Please recast all of the data below as a numbered list, skipping blank lines and leaving the pictures out of your answer.

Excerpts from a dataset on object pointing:
** BEGIN **
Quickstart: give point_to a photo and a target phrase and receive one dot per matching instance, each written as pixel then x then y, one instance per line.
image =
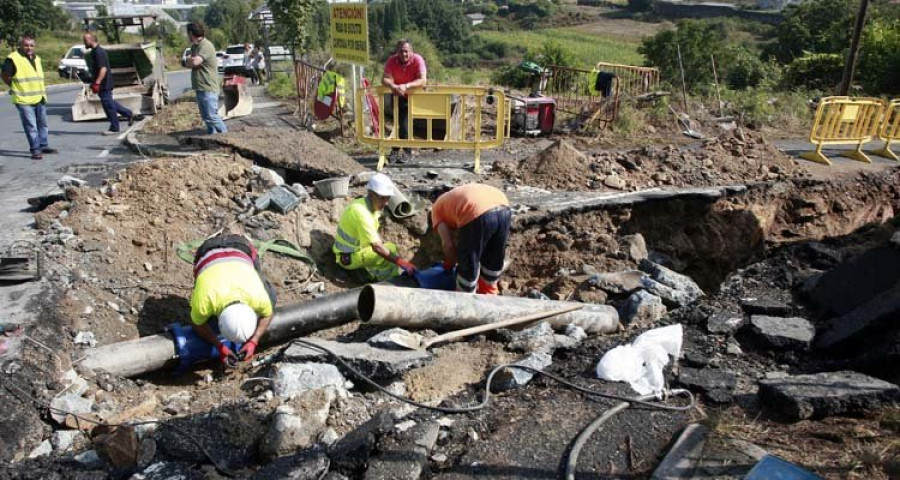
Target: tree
pixel 292 20
pixel 19 17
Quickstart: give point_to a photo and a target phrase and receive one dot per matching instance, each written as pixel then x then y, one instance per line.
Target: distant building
pixel 475 18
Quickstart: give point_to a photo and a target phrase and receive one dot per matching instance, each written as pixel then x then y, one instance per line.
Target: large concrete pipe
pixel 440 310
pixel 181 347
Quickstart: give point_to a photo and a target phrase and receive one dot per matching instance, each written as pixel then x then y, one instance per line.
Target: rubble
pixel 292 379
pixel 825 394
pixel 778 333
pixel 378 363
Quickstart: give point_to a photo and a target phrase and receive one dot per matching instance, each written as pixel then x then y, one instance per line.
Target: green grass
pixel 588 49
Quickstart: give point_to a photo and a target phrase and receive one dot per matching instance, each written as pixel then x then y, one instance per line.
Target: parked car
pixel 185 56
pixel 73 64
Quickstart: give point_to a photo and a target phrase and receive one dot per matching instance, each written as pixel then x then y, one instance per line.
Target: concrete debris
pixel 679 282
pixel 69 403
pixel 635 246
pixel 781 333
pixel 65 440
pixel 293 379
pixel 715 385
pixel 766 306
pixel 299 424
pixel 642 309
pixel 45 448
pixel 89 459
pixel 404 457
pixel 619 282
pixel 825 394
pixel 723 323
pixel 85 339
pixel 510 378
pixel 378 363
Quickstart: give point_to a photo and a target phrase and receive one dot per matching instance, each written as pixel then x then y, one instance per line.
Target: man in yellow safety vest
pixel 23 72
pixel 358 245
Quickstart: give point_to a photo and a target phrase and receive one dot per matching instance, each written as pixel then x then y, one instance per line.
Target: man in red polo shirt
** END **
Exercise result:
1. Quickstart: give point_to a photo and a target phrase and receive one dot per matching instance, each written as pixel then x then y, one instance per line.
2. image =
3. Target: tree
4. pixel 292 20
5. pixel 19 17
6. Quickstart: give point_to a photo and a target phrase and receive one dot per matching instance, each written as pixel then x then y, one instance per line.
7. Target: distant building
8. pixel 475 18
9. Quickstart: give point_to a photo and a target phrase and receive one dot per matching instance, each written as pixel then x then y, one instance per line.
10. Target: large concrete pipe
11. pixel 440 310
12. pixel 181 347
13. Quickstart: give point_to a photo and a target phrase and receive one dot per matching instance, each written as pixel then x then y, one instance per line.
14. Target: rubble
15. pixel 292 379
16. pixel 825 394
17. pixel 778 333
18. pixel 378 363
19. Quickstart: give point_to a photo and a target phrase and receive one dot per matching instance, each written as pixel then x then y, one instance per line.
20. Target: green grass
21. pixel 588 49
22. Quickstart: give point_to a photo and a target phrase and receive one dot per matching instance, each written as pixel then x then y, one instance per line.
23. Target: parked car
24. pixel 185 56
25. pixel 73 64
26. Quickstart: give point_to a photo and a target phrase and receive one dot per matching instance, each written as pixel then x then y, one instance per line.
27. Target: concrete debris
28. pixel 679 282
29. pixel 69 403
30. pixel 635 246
31. pixel 781 333
32. pixel 65 440
33. pixel 293 379
34. pixel 715 385
35. pixel 766 306
36. pixel 299 424
37. pixel 642 309
38. pixel 45 448
39. pixel 89 459
40. pixel 404 457
41. pixel 619 282
42. pixel 825 394
43. pixel 723 323
44. pixel 85 339
45. pixel 510 378
46. pixel 378 363
47. Quickstart: give point_to a photo and a target phrase and receive one dot per matching instance, each written as pixel then x then y, one instance per line.
48. Target: man in yellow safety vest
49. pixel 23 72
50. pixel 358 245
51. Quickstart: give point_to a photo and a target phrase and receive one dot per matching instance, each written as pixel then x then y, one instance per line.
52. Target: man in red polo shirt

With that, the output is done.